Schriftelijke opdracht A: Hoeveel ballen blijven volgens het fragment bij de eerste weging van raadsel 1 ongewogen?
Schriftelijke opdracht B: Geef voor elke bewering aan of ze met het fragment overeenkomt: (i) Bij de eerste weging komen er vier ballen op elke balansarm. (ii) In geval A2 is de afwijkende bal lichter dan de rest. (iii) Bij de tweede weging in geval A gaan er drie ongewogen ballen op de linkerarm.

Gekozen fragment:
○ ○ ○
Oplossingen van de Kerstraadsels

Raadsel 1

1e weging: leg 4 ballen op elke balans arm (4 blijven dus ongewogen). Er kunnen 3 dingen gebeuren:
A) Balans blijft in evenwicht
B) Balans zakt links (links zwaarder)
C) Balans zakt rechts (rechts zwaarder

A) Dit betekent dat in de 4 niet gewogen ballen de of lichtere of zwaardere bal zit. ga nu als volgt te werk: Maak de balans leeg maar hou de gewogen ballen apart. Neem van de ongewogen ballen er drie en leg deze op de (linker) balansarm, leg aan de andere kant ook drie ballen waarvan je weet dat ze identiek zijn. Dit is de 2e weging.
A1) Balans blijft in evenwicht
A2) Balans zakt links
A3) Balans zakt rechts

A1) Blijkbaar is de enig niet gewogen bal de afwijkende, met de laatste weging leg je deze op de balans tegen een andere bal, zakt de balans naar de kant van de afwijkende bal is deze zwaarder geweest, valt het de andere kant op......
A2) Van de drie ballen zit er een tussen die zwaarder is dan de rest. Weging 3: Leg op elke balans arm een van deze drie ballen. Blijft de balans gelijk dan is de derde bal de afwijkende en was deze zwaarder. Zakt de balans dan ligt op de zwaarste kant de afwijkende bal.
A3) Zie A2 maar nu is de afwijkende bal lichter dan de rest.
○ ○ ○
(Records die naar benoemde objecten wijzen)

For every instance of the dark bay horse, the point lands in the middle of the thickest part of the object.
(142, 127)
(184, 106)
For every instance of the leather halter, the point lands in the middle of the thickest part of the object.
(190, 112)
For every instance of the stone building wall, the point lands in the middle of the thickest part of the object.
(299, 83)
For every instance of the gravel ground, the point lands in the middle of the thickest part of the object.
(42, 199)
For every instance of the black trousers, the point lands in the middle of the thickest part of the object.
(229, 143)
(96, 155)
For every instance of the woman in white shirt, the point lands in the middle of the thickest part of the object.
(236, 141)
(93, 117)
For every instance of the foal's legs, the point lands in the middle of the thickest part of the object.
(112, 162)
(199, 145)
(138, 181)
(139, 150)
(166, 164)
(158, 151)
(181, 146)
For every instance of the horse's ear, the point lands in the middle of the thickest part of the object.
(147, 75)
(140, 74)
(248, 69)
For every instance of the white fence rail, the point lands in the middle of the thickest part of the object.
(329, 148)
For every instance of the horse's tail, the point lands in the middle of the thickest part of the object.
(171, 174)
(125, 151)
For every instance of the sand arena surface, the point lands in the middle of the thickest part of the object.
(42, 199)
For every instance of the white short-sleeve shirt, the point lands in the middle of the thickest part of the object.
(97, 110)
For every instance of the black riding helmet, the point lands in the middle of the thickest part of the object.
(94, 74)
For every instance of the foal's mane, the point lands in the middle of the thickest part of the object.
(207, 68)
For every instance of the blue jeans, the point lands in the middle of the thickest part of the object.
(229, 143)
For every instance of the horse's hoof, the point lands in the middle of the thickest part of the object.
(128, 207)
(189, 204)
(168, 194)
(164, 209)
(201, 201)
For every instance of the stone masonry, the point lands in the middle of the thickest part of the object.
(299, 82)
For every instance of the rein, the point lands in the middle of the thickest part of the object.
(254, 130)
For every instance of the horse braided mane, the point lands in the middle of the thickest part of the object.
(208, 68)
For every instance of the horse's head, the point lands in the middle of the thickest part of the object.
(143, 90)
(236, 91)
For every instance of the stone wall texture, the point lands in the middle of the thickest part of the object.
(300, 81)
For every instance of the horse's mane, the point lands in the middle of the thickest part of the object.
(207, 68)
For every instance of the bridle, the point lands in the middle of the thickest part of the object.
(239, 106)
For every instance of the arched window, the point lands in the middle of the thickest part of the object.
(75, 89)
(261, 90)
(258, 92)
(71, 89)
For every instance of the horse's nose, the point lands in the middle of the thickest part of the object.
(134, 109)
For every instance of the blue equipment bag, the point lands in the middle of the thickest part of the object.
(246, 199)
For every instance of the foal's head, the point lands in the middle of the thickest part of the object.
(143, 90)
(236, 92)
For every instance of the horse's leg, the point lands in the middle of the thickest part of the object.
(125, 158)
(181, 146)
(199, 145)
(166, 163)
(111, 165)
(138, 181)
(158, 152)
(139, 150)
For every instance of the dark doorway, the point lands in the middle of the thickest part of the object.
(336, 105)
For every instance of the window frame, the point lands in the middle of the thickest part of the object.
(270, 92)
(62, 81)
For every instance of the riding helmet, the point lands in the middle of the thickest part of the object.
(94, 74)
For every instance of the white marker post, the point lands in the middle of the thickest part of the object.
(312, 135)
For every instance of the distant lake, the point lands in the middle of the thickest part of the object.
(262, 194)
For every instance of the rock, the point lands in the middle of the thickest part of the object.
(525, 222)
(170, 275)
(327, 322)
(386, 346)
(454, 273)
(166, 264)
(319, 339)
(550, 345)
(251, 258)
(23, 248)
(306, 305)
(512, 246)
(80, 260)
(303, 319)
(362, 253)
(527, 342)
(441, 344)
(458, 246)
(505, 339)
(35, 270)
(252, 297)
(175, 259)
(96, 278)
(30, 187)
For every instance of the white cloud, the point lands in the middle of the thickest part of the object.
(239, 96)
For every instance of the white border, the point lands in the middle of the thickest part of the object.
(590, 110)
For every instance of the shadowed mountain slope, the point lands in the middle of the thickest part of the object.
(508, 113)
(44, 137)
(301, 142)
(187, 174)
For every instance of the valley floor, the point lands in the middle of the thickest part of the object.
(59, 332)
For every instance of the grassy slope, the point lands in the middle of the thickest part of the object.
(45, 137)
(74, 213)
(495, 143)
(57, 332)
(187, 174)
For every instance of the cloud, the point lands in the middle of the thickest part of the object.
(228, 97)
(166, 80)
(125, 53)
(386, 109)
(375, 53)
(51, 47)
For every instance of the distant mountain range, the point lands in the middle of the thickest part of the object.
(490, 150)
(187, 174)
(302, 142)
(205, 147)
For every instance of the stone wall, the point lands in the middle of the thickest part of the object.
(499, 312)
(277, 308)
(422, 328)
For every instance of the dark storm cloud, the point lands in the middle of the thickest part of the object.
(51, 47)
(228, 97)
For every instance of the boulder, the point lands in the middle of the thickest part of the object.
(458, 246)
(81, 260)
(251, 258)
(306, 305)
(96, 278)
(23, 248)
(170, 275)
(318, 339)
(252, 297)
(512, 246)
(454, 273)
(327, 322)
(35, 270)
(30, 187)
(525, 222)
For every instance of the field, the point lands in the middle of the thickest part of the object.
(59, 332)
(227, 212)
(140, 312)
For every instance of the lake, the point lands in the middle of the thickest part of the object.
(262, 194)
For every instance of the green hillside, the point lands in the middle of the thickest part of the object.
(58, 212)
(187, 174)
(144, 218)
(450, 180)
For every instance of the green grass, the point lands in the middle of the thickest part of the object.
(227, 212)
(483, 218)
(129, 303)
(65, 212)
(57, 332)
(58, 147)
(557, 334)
○ ○ ○
Antwoord A: Vier ballen.

Antwoord B:
(i) Ja: "leg 4 ballen op elke balans arm".
(ii) Nee: "Van de drie ballen zit er een tussen die zwaarder is dan de rest."
(iii) Ja: "Neem van de ongewogen ballen er drie en leg deze op de (linker) balansarm".